## Page
Reviews

Beard on Bread by James Beard

sarahstarnes's review

Go to review page

informative medium-paced

4.0

I made a few of these and wrote down a few recipes to remember as this was a library book for me. The illustrations were extremely helpful and I really enjoyed baking with this book as a reference.

amynbell's review

Go to review page

5.0

The receipt in this book says that my husband purchased this bread cookbook in July of 1996 for less than $6 cash at the local Barnes & Noble. It doesn't appear to be used. After all, July certainly isn't prime bread-baking time in Oklahoma where temperatures tend to be above 100 degrees. But with a stand mixer under the tree this Christmas, I think this book is going to get some love. "Was owning a stand mixer all that stood between you and baking bread all this time?" Yes. I have weak wrists and arthritic hands. I can't do 10 minutes of kneading. I went through 2 bread machines a decade ago, but I don't really relish how the paddle gets stuck in the bottom of bread machine loaves ... or all the shaking that goes on.

So now that I've read through the introductory information and the introductory recipes which explain and remind me of the basic principles of bread-making, I've got my first loaf of Pumpernickel bread rising. But I don't want to forget all the tips I've learned or re-learned, so I've decided to use GoodReads as a place to write down what I've learned so that I don't have to go back through and re-read every time I want to make a loaf of bread. Some of this is paraphrased and some of it is the exact wording from the book.

## Recorded information
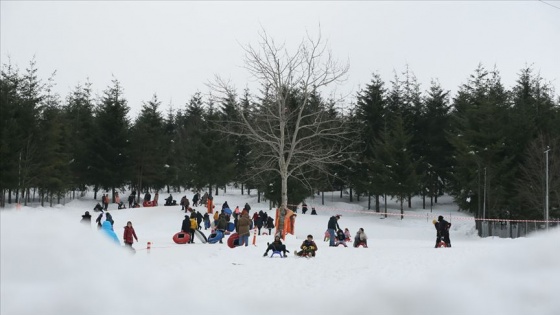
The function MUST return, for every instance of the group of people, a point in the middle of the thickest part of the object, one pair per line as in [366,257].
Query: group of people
[106,227]
[336,236]
[308,247]
[243,225]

## Brief 1
In the Beard on Bread reviews, at which store did the husband buy the cookbook?
## Brief 2
Return the part of the Beard on Bread reviews that opens with the words containing "The receipt in" and closes with "that goes on.".

## Output 1
At the local Barnes & Noble.

## Output 2
The receipt in this book says that my husband purchased this bread cookbook in July of 1996 for less than $6 cash at the local Barnes & Noble. It doesn't appear to be used. After all, July certainly isn't prime bread-baking time in Oklahoma where temperatures tend to be above 100 degrees. But with a stand mixer under the tree this Christmas, I think this book is going to get some love. "Was owning a stand mixer all that stood between you and baking bread all this time?" Yes. I have weak wrists and arthritic hands. I can't do 10 minutes of kneading. I went through 2 bread machines a decade ago, but I don't really relish how the paddle gets stuck in the bottom of bread machine loaves ... or all the shaking that goes on.